Records from a collection

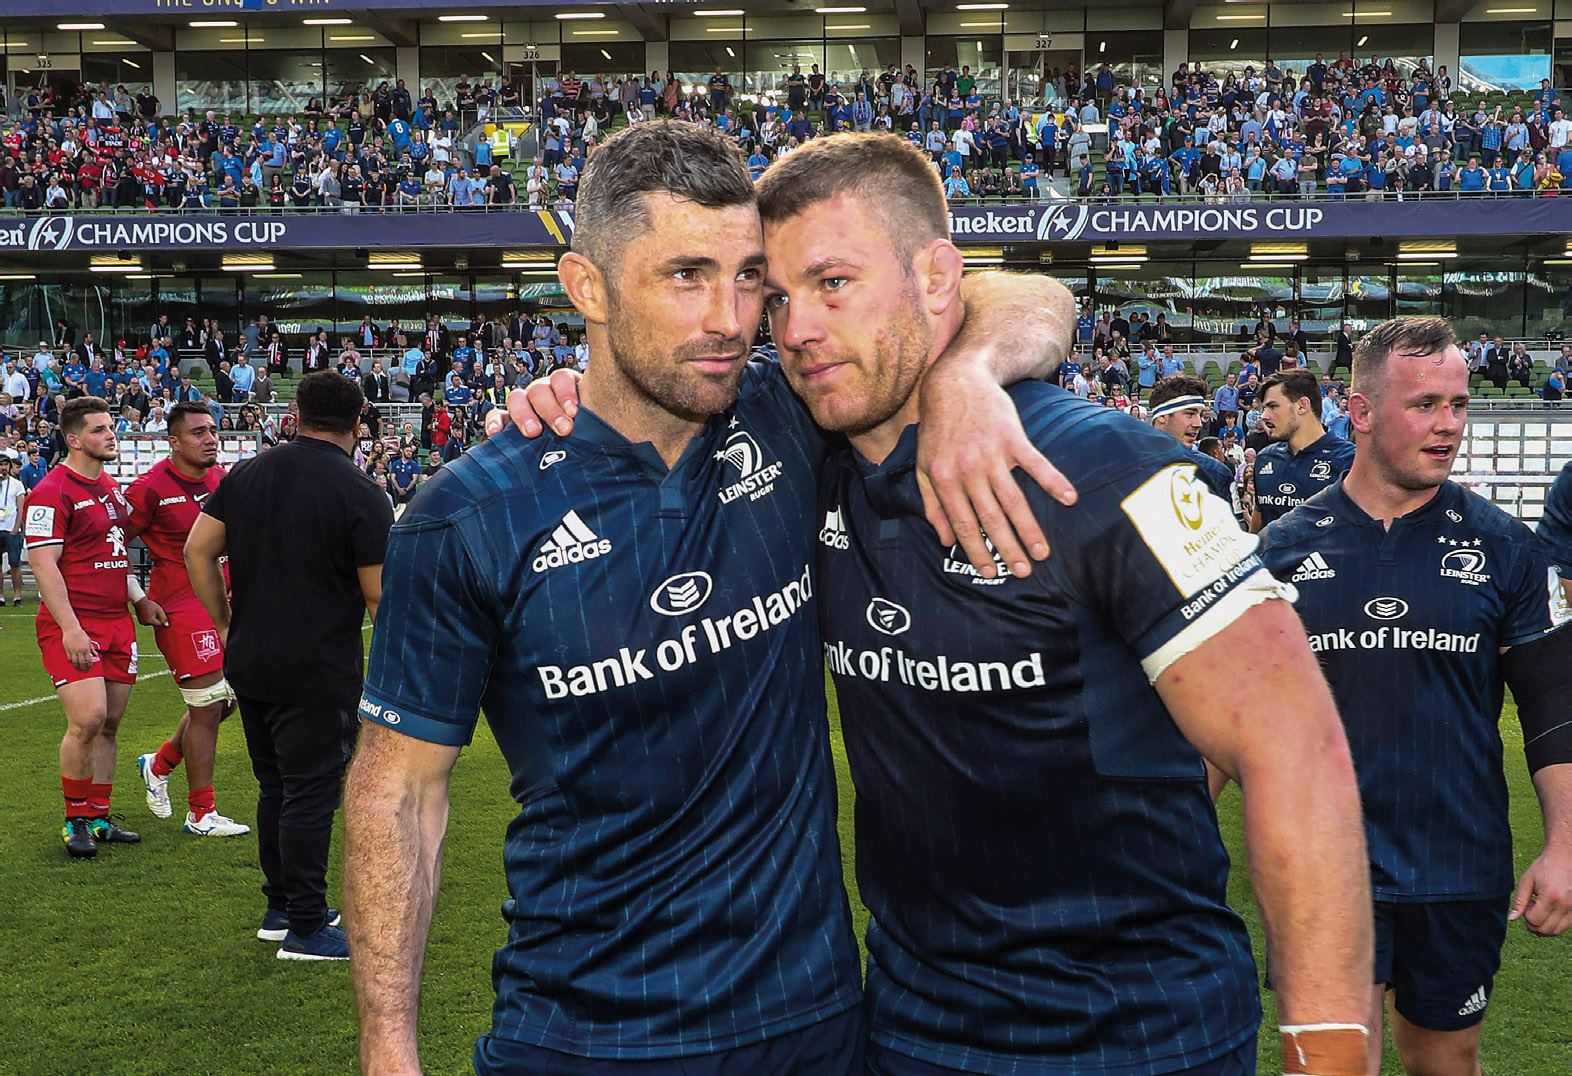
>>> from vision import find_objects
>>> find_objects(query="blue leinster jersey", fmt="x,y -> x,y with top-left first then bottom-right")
1253,431 -> 1355,527
360,362 -> 861,1058
1538,460 -> 1572,577
1261,480 -> 1571,902
818,382 -> 1280,1076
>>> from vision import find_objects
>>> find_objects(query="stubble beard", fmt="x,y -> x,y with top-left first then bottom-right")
604,295 -> 750,425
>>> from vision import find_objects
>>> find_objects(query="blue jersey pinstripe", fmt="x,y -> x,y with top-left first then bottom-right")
360,362 -> 861,1059
817,383 -> 1266,1076
1261,480 -> 1569,901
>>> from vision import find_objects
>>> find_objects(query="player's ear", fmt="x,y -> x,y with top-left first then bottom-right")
1347,391 -> 1375,435
557,253 -> 608,325
916,239 -> 964,315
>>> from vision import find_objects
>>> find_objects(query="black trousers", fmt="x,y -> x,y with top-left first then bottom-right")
236,695 -> 358,938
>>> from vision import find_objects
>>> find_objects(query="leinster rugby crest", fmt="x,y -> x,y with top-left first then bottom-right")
716,419 -> 783,504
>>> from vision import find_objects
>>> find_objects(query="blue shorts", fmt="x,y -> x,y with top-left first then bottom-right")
474,1006 -> 866,1076
865,1035 -> 1258,1076
0,531 -> 19,570
1375,898 -> 1509,1032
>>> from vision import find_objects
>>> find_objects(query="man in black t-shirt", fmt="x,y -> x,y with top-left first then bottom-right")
485,164 -> 516,205
186,373 -> 393,962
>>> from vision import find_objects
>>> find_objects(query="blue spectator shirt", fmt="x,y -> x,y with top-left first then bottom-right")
1261,480 -> 1570,900
817,384 -> 1267,1073
360,361 -> 860,1057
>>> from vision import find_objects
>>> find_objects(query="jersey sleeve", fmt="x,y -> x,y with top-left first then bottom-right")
22,483 -> 68,549
347,480 -> 394,567
359,516 -> 497,746
124,470 -> 156,537
202,467 -> 233,525
1501,535 -> 1572,648
1256,516 -> 1309,581
1055,458 -> 1293,682
1539,462 -> 1572,579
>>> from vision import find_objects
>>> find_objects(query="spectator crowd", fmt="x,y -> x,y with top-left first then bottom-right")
1,76 -> 530,211
7,57 -> 1572,214
0,309 -> 589,507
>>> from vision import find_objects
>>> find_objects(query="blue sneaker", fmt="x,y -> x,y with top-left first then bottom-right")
257,907 -> 342,942
277,923 -> 350,962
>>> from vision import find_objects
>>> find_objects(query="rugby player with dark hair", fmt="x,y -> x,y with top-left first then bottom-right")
24,395 -> 165,858
1260,315 -> 1572,1076
1149,374 -> 1236,502
126,400 -> 249,837
346,120 -> 1079,1076
1251,367 -> 1355,533
747,131 -> 1373,1076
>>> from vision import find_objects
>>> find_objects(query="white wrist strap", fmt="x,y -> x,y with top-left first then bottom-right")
127,576 -> 147,603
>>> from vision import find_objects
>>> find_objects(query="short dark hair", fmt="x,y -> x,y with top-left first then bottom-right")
1352,316 -> 1457,398
60,396 -> 111,436
756,132 -> 948,265
572,120 -> 755,276
296,371 -> 365,435
1197,436 -> 1223,457
1148,375 -> 1211,410
167,401 -> 213,434
1261,368 -> 1321,411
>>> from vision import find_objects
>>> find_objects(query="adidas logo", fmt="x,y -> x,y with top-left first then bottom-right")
1291,551 -> 1337,582
1457,986 -> 1488,1017
819,506 -> 850,549
531,510 -> 613,573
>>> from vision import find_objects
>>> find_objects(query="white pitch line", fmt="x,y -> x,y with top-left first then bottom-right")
0,622 -> 373,714
0,669 -> 171,714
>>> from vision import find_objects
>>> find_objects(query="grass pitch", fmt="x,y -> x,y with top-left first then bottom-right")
0,612 -> 1566,1075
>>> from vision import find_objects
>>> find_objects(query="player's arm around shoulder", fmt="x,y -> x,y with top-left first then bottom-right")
914,271 -> 1080,581
1156,592 -> 1373,1075
344,721 -> 461,1076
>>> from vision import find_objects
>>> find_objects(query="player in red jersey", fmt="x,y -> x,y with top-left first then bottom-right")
125,401 -> 250,838
23,397 -> 167,859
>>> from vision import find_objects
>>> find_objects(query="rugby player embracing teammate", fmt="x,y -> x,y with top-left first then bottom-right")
750,134 -> 1374,1076
1251,368 -> 1355,533
125,401 -> 250,838
23,396 -> 165,859
345,121 -> 1079,1076
1259,316 -> 1572,1076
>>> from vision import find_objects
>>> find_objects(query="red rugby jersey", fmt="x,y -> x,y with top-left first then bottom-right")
24,465 -> 133,621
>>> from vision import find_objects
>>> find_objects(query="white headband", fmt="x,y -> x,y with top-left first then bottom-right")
1150,395 -> 1207,421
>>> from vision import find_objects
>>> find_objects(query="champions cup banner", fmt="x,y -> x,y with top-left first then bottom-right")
5,199 -> 1568,253
1,211 -> 574,254
948,199 -> 1572,244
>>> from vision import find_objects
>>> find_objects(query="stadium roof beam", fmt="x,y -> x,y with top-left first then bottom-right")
1164,0 -> 1202,30
616,4 -> 668,42
357,12 -> 419,48
103,18 -> 173,53
893,0 -> 925,37
1433,0 -> 1471,20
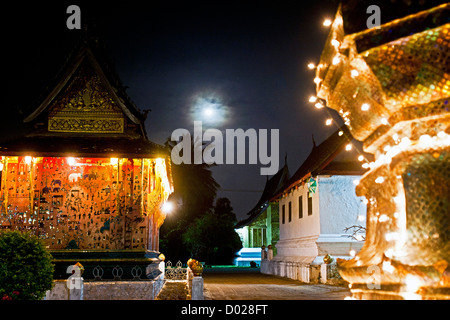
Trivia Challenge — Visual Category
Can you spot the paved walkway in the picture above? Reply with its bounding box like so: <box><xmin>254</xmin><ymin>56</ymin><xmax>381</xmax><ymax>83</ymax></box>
<box><xmin>202</xmin><ymin>269</ymin><xmax>350</xmax><ymax>300</ymax></box>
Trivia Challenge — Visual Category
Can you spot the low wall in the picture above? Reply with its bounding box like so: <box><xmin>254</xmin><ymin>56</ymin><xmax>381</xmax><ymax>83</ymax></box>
<box><xmin>45</xmin><ymin>261</ymin><xmax>205</xmax><ymax>300</ymax></box>
<box><xmin>261</xmin><ymin>259</ymin><xmax>320</xmax><ymax>283</ymax></box>
<box><xmin>84</xmin><ymin>277</ymin><xmax>164</xmax><ymax>300</ymax></box>
<box><xmin>261</xmin><ymin>258</ymin><xmax>347</xmax><ymax>285</ymax></box>
<box><xmin>45</xmin><ymin>274</ymin><xmax>164</xmax><ymax>300</ymax></box>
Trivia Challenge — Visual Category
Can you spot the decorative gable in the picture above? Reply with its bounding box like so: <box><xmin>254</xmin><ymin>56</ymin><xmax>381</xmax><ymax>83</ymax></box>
<box><xmin>1</xmin><ymin>39</ymin><xmax>167</xmax><ymax>158</ymax></box>
<box><xmin>47</xmin><ymin>61</ymin><xmax>125</xmax><ymax>134</ymax></box>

**Prompt:**
Write the records above out again word for word, skipping each picture.

**Problem solution:**
>>> from vision import find_objects
>>> find_objects(query="blue leinster jersey", fmt="x,y -> x,y with top-left first then bottom-right")
1253,431 -> 1355,527
360,362 -> 861,1058
1538,460 -> 1572,577
1261,480 -> 1571,902
818,382 -> 1280,1076
>>> from vision import find_objects
>>> find_objects(query="stubble beard", fmt="x,y -> x,y with top-left first then bottom-right")
604,295 -> 750,425
>>> from vision import find_objects
>>> find_objects(query="blue jersey pinstripe", fmt="x,y -> x,y with top-left first then bottom-right")
360,362 -> 861,1059
817,383 -> 1266,1076
1261,480 -> 1569,901
>>> from vision import find_objects
>>> find_objects(query="player's ear", fmt="x,y -> x,y with top-left first then bottom-right")
1347,391 -> 1375,435
557,253 -> 608,325
916,239 -> 964,315
>>> from vision import find_objects
>>> find_objects(query="black trousers", fmt="x,y -> x,y with top-left first then bottom-right")
236,695 -> 358,938
>>> from vision import find_objects
>>> find_objects(query="leinster rugby crest", fmt="x,y -> x,y with top-left first then bottom-right")
716,419 -> 783,504
>>> from vision import find_objects
>>> find_objects(query="blue shorts", fmt="x,y -> x,y with top-left first then bottom-right")
474,1006 -> 866,1076
865,1035 -> 1258,1076
0,531 -> 19,570
1375,898 -> 1509,1032
>>> from vision import find_objects
>>> find_objects(query="man in black t-shirt", fmt="x,y -> x,y with top-left first then bottom-right")
485,164 -> 516,205
186,373 -> 393,962
>>> from vision import find_objects
>>> find_objects(query="blue spectator shirt", fmt="x,y -> x,y with top-left first then bottom-right")
1261,480 -> 1570,900
817,384 -> 1267,1073
360,361 -> 860,1057
>>> from vision import find_objects
>>> find_objects(query="jersey sleeve", fmt="x,y -> x,y with top-left first then bottom-right")
22,483 -> 68,549
347,480 -> 394,567
359,516 -> 497,746
124,470 -> 156,537
202,467 -> 233,525
1501,535 -> 1572,648
1256,516 -> 1309,581
1055,458 -> 1293,682
1539,462 -> 1572,579
>>> from vision import find_objects
>>> find_objects(query="spectator crowd", fmt="x,y -> x,y with top-left first then bottom-right")
1,76 -> 530,211
7,57 -> 1572,214
0,309 -> 589,507
>>> from vision import find_objects
>>> find_objects(query="blue sneaker", fmt="x,y -> x,y with top-left first then bottom-right")
257,907 -> 342,942
277,923 -> 350,962
>>> from vision import find_objects
>>> find_objects(query="rugby player with dark hair", fmt="x,y -> x,y with top-left first then bottom-right")
24,395 -> 165,858
1260,315 -> 1572,1076
1149,374 -> 1236,502
126,400 -> 249,837
346,120 -> 1079,1076
1251,367 -> 1355,533
747,131 -> 1373,1076
>>> from vision import find_objects
>>> find_objects(query="white wrist strap", fmt="x,y -> x,y with top-left first then bottom-right")
127,576 -> 147,603
>>> from vision import find_objects
>>> find_objects(query="short dark hair", fmt="x,y -> x,y with top-left first then bottom-right")
1352,316 -> 1457,398
60,396 -> 111,436
756,132 -> 948,265
572,120 -> 755,276
296,371 -> 365,435
1197,436 -> 1223,457
1148,375 -> 1211,410
167,401 -> 213,434
1261,368 -> 1321,411
>>> from vision import find_objects
>>> find_objects(query="adidas logo", fmt="x,y -> x,y with top-left first then bottom-right")
1291,551 -> 1337,582
1457,986 -> 1488,1017
819,506 -> 850,549
531,510 -> 613,573
>>> from vision import find_objects
>>> find_objects(query="white pitch line", fmt="x,y -> x,y with top-left first then bottom-right")
0,622 -> 373,714
0,669 -> 171,714
>>> from vision import find_objects
>>> find_objects(query="grass pitch", fmt="x,y -> x,y with top-left first then bottom-right")
0,612 -> 1566,1075
>>> from vision import find_objects
>>> find_objects(query="player's arm around shoulder", fmt="x,y -> x,y with top-left first then bottom-right")
914,271 -> 1080,581
1156,592 -> 1373,1075
344,721 -> 461,1076
>>> from vision import find_objects
>>> find_objects(query="player in red jersey", fmt="x,y -> x,y with top-left first then bottom-right")
125,401 -> 250,838
23,397 -> 167,859
>>> from vision import find_objects
>>> find_objects(query="rugby player embracing teammate", fmt="x,y -> x,y with top-left first then bottom-right")
750,134 -> 1374,1076
1251,368 -> 1355,533
125,401 -> 250,838
23,396 -> 165,859
345,121 -> 1079,1076
1259,316 -> 1572,1076
>>> from vision import find_objects
>>> find_objects(query="red rugby jersey", fmt="x,y -> x,y with top-left first then bottom-right")
24,465 -> 133,621
>>> from vision import find_objects
>>> find_objects(query="white headband", fmt="x,y -> x,y with top-left first then bottom-right")
1150,395 -> 1207,421
>>> from vision import find_objects
>>> find_objects(query="champions cup banner", fmt="x,y -> x,y with top-left first then bottom-right")
5,199 -> 1568,253
1,211 -> 574,254
948,199 -> 1572,244
>>> from vision import find_objects
>>> find_objects(query="stadium roof beam", fmt="x,y -> x,y with top-left first then bottom-right")
1164,0 -> 1202,30
616,4 -> 668,42
357,12 -> 419,48
103,18 -> 173,53
893,0 -> 925,37
1433,0 -> 1471,20
Trivia Challenge — Visual Category
Can you spot the paved walkway in the picture above? Reply with its bounding box like so: <box><xmin>254</xmin><ymin>56</ymin><xmax>381</xmax><ymax>83</ymax></box>
<box><xmin>202</xmin><ymin>269</ymin><xmax>350</xmax><ymax>300</ymax></box>
Trivia Challenge — Visual Category
Can you spot the low wall in the picture above? Reply with its bounding box like so: <box><xmin>254</xmin><ymin>56</ymin><xmax>381</xmax><ymax>83</ymax></box>
<box><xmin>45</xmin><ymin>261</ymin><xmax>205</xmax><ymax>300</ymax></box>
<box><xmin>261</xmin><ymin>259</ymin><xmax>320</xmax><ymax>283</ymax></box>
<box><xmin>84</xmin><ymin>277</ymin><xmax>164</xmax><ymax>300</ymax></box>
<box><xmin>261</xmin><ymin>258</ymin><xmax>347</xmax><ymax>285</ymax></box>
<box><xmin>45</xmin><ymin>274</ymin><xmax>164</xmax><ymax>300</ymax></box>
Trivia Challenge — Visual Category
Can you spot the decorative gable in the picture above? Reply with its bounding box like so: <box><xmin>254</xmin><ymin>56</ymin><xmax>381</xmax><ymax>83</ymax></box>
<box><xmin>1</xmin><ymin>39</ymin><xmax>167</xmax><ymax>158</ymax></box>
<box><xmin>47</xmin><ymin>61</ymin><xmax>125</xmax><ymax>134</ymax></box>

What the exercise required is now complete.